#### Work to do
In the album review, what might someone from the Nietzschean school of philosophy call the self?

#### Passage given

(Grant Skelton turns in this review of the new album by the Swiss band Necroblation.)
“Man is spirit. But what is spirit? Spirit is the self. But what is the self? The self is a relation which relates itself to its own self, or it is that in the relation [which accounts for it] that the relation relates itself to its own self; the self is not the relation but [consists in the fact] that the relation relates itself to its own self. Man is a synthesis of the infinite and the finite, of the temporal and the eternal, of freedom and necessity, in short it is a synthesis. A synthesis is a relation between two factors. So regarded, man is not yet a self.” – Søren Kierkegaard, “The Sickness Unto Death”
To ask about the exact nature and essence of “the self” would yield answers too numerous to count. Freudian psychology might label the id as the true self. A psychic apparatus driven by whim and avarice, whose only goal is the satiety of its desires.
Someone from the Nietzschean school of philosophy might call the self the “will to power.” In this case, the self is a drive to progress and elevate oneself to become Übermensch, to define reality and morality as one sees fit.
Darwinian evolution gave us the ideas of survival and self-preservation, concepts that involve better-adapted selves triumphing over less-adapted ones.

Data listing:
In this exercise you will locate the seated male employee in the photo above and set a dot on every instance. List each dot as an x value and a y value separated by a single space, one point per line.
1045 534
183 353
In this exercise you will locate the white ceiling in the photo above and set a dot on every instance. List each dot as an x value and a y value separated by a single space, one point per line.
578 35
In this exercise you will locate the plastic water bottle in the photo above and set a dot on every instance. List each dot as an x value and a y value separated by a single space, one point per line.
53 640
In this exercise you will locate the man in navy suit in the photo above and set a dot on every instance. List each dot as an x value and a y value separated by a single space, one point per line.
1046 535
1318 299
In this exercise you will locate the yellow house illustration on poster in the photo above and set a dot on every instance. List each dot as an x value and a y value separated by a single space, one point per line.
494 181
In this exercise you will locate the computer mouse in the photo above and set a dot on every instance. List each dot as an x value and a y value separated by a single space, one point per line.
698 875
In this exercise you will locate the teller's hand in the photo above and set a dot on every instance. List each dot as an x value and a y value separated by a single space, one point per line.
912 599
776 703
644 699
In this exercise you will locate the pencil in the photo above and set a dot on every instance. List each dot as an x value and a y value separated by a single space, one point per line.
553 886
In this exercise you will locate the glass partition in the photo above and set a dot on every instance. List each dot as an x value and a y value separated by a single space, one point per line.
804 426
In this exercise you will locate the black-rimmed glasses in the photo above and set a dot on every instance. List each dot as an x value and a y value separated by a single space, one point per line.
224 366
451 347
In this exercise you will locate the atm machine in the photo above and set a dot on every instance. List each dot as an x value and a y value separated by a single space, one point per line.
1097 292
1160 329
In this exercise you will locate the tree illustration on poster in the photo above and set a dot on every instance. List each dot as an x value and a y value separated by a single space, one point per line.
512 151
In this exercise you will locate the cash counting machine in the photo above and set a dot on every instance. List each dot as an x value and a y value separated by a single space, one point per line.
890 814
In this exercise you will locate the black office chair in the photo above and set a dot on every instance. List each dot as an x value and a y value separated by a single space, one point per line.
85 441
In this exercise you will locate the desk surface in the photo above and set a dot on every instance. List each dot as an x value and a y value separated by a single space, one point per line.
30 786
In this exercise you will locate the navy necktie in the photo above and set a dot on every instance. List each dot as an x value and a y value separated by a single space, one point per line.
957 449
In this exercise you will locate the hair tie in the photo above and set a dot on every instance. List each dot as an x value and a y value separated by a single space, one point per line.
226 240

#### Result below
The "will to power."